TASK PROMPT =>
Using the biography of Zakaria Erzinçlioğlu, answer these questions:
(a) In what year did he marry Sharon Wynne Davies?
(b) Which medal did he receive for medical entomology?
(c) In which countries was he brought up?

EXCERPT PROVIDED =>
================
- Born: 30 December 1951 Hungary
- Died: 26 September 2002 (aged 50) England
- Education: University of Wolverhampton, Durham University
- Known for: Applying insect biology to criminal investigations; solving over 200 murder cases
- Notable work: Maggots, Murder and Men (2000), Every Contact Leaves a Trace (2001)
- Spouse: Sharon Wynne Davies (m. 1984)
- Children: 1 son, 2 daughters
- Awards: John Grundy Medal for medical entomology, Royal Army Medical College
- Scientific career
- Fields: Forensic entomology
- Workplaces: Zoological Society of London, University of Cambridge, Durham University

= Zakaria Erzinçlioğlu =

British forensic entomologist

Zakaria Erzinçlioğlu (30 December 1951 – 26 September 2002), also known as Dr Zak, was a British forensic entomologist. He used his expertise in insect biology in criminal investigations and solved more than 200 murders, earning him an international reputation.

==Early life==
Erzinçlioglu was born on 30 December 1951 in Hungary to parents of Turkish origin. He was brought up in Egypt, Sudan, and England.
================
GIVEN INFORMATION =>
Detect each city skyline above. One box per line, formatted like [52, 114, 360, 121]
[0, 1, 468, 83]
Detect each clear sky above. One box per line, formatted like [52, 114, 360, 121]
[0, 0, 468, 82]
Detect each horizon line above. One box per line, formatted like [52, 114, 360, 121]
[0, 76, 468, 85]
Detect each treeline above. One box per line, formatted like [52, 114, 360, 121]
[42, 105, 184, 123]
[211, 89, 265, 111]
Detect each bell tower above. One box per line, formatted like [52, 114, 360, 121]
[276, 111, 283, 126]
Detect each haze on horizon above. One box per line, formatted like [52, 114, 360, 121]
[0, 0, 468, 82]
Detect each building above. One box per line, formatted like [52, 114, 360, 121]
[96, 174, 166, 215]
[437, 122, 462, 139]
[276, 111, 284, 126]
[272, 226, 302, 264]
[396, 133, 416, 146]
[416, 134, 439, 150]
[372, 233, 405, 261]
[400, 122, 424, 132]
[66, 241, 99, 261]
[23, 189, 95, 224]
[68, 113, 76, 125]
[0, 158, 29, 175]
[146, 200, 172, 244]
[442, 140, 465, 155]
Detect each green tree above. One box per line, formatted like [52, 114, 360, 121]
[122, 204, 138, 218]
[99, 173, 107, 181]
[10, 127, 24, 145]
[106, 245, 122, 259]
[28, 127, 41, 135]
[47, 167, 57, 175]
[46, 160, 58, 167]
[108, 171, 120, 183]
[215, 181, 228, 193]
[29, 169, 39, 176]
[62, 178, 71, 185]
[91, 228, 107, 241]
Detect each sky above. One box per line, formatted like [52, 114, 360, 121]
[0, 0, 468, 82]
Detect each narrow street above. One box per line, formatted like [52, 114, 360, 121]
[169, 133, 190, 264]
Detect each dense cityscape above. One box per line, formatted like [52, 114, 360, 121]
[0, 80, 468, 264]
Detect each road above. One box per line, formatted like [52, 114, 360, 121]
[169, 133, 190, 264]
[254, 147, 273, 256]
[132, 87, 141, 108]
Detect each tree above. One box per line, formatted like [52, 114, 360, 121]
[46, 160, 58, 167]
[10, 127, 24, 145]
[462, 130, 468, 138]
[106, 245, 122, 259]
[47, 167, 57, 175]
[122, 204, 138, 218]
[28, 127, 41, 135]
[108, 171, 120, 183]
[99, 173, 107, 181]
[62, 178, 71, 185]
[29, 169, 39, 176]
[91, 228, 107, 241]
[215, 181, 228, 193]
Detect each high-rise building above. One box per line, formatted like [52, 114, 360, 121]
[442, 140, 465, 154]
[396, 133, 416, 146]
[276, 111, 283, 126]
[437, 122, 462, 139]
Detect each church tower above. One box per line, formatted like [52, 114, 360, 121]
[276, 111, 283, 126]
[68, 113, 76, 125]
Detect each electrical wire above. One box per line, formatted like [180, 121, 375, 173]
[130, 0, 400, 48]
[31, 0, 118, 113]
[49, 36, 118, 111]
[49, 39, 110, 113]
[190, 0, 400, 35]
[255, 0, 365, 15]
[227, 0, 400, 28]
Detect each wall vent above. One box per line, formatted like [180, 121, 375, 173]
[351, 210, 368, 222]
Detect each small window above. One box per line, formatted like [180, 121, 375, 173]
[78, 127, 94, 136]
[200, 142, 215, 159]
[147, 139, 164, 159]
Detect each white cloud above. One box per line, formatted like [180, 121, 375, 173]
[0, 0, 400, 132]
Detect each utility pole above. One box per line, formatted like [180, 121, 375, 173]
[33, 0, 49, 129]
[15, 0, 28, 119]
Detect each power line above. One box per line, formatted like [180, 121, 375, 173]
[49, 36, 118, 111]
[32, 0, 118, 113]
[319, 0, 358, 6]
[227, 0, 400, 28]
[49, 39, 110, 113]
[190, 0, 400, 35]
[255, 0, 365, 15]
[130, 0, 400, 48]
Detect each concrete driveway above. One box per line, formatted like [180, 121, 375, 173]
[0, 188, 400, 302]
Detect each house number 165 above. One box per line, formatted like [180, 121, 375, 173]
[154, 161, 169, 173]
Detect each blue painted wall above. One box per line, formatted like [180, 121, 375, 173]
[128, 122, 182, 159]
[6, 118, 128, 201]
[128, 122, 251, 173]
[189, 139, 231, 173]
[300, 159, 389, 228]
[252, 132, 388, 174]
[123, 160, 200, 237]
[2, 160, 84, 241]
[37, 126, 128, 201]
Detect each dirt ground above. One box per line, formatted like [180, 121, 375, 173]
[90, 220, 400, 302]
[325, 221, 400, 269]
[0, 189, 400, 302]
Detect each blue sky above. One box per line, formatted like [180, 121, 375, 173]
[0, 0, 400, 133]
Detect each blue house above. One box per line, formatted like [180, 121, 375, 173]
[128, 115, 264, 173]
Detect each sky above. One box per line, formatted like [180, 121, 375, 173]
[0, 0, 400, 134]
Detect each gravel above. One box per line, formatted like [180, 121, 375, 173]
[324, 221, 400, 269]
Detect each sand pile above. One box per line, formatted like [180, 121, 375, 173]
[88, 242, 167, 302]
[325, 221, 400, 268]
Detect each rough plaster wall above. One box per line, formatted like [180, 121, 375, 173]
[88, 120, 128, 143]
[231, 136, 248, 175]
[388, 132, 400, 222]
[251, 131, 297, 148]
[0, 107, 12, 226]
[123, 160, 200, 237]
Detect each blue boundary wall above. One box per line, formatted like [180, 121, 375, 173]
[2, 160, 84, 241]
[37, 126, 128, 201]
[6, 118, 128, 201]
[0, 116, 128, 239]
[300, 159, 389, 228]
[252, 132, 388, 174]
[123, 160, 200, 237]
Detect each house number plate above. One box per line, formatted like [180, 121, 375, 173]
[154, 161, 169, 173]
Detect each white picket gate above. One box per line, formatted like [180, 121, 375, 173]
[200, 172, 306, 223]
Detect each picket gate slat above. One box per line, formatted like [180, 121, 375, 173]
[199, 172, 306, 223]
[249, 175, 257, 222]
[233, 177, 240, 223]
================
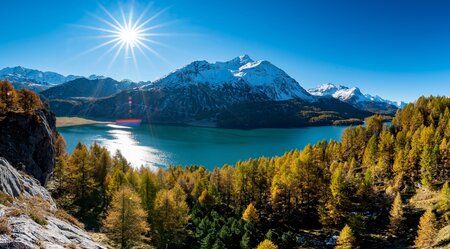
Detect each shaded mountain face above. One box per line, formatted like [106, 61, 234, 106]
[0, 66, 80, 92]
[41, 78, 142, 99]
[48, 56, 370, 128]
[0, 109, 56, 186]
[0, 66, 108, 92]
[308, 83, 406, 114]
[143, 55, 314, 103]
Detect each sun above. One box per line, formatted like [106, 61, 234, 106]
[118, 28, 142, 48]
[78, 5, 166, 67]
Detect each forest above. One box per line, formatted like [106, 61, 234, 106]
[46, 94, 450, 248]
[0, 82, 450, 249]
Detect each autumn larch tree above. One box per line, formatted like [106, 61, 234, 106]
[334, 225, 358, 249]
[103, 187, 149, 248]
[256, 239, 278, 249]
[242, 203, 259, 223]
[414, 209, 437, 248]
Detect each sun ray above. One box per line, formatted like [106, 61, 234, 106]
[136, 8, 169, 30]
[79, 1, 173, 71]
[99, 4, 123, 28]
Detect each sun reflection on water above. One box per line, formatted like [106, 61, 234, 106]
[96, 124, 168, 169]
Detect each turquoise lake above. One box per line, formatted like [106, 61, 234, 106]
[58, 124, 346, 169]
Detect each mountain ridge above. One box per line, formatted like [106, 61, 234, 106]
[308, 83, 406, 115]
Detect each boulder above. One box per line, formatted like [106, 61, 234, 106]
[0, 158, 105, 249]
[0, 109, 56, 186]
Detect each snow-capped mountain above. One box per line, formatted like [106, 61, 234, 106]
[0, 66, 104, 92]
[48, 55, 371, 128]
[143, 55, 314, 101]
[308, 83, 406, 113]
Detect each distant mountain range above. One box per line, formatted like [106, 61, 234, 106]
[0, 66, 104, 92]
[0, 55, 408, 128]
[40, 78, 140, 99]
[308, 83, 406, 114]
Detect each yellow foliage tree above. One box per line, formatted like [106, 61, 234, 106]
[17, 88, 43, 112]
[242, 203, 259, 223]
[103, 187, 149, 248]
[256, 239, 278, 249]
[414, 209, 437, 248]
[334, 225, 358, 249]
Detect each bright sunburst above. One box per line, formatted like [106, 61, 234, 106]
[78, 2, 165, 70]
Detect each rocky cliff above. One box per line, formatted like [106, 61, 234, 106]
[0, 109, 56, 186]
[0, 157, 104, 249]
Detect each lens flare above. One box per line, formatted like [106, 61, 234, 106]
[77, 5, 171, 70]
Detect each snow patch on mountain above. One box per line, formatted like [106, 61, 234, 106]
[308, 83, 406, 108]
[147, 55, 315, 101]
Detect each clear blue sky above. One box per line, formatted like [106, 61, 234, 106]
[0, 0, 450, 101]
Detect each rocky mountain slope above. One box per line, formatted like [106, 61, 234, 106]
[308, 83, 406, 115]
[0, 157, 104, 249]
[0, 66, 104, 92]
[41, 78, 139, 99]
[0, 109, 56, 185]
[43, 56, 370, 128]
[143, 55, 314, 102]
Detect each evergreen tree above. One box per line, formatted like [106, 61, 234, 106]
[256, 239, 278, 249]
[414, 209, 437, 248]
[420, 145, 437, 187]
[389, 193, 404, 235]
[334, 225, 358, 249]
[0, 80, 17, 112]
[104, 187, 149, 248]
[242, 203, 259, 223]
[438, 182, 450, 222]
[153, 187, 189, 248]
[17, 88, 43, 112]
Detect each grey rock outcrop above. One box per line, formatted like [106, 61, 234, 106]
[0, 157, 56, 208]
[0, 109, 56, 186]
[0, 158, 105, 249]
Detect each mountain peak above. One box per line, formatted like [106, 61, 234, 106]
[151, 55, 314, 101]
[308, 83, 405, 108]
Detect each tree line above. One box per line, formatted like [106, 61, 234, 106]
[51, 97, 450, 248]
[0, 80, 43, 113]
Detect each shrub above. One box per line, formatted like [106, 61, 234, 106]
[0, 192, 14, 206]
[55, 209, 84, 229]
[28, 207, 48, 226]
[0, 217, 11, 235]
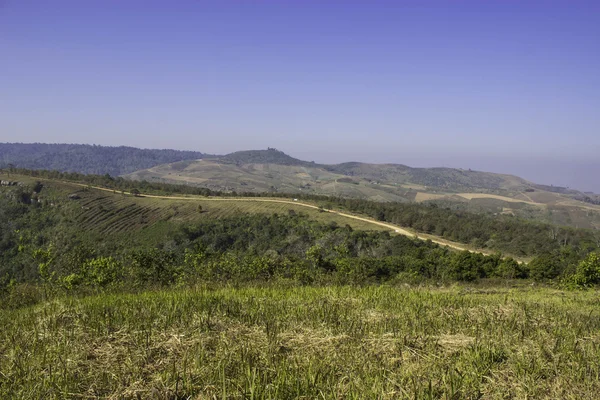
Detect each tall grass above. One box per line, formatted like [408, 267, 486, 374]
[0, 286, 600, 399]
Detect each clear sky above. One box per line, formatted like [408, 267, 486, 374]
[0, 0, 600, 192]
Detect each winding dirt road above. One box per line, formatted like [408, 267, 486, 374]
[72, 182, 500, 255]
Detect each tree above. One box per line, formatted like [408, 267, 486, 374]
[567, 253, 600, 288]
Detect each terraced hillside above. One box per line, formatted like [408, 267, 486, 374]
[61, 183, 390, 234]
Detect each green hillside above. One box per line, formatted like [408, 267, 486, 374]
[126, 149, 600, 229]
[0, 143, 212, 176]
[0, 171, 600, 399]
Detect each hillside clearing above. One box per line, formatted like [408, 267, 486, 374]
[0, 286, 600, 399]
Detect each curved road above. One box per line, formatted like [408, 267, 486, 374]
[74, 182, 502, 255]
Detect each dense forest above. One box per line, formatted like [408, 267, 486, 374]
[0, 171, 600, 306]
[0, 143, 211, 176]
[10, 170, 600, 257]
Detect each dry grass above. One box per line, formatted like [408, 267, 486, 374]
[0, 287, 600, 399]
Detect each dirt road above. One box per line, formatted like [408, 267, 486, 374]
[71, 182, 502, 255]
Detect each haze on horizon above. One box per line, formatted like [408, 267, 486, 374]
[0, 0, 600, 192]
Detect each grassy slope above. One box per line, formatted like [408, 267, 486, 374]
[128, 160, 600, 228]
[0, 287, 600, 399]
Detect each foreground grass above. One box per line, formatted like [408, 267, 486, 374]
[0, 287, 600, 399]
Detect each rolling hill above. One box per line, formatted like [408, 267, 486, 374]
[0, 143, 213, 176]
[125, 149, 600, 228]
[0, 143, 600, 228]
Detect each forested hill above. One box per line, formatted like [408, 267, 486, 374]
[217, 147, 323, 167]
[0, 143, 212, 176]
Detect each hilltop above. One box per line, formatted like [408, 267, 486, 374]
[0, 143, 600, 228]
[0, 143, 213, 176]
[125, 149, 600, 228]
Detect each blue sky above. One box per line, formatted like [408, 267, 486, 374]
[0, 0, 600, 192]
================
TASK RESPONSE =>
(a) 1984
(b) The John Grundy Medal, from the Royal Army Medical College
(c) Egypt, Sudan, and England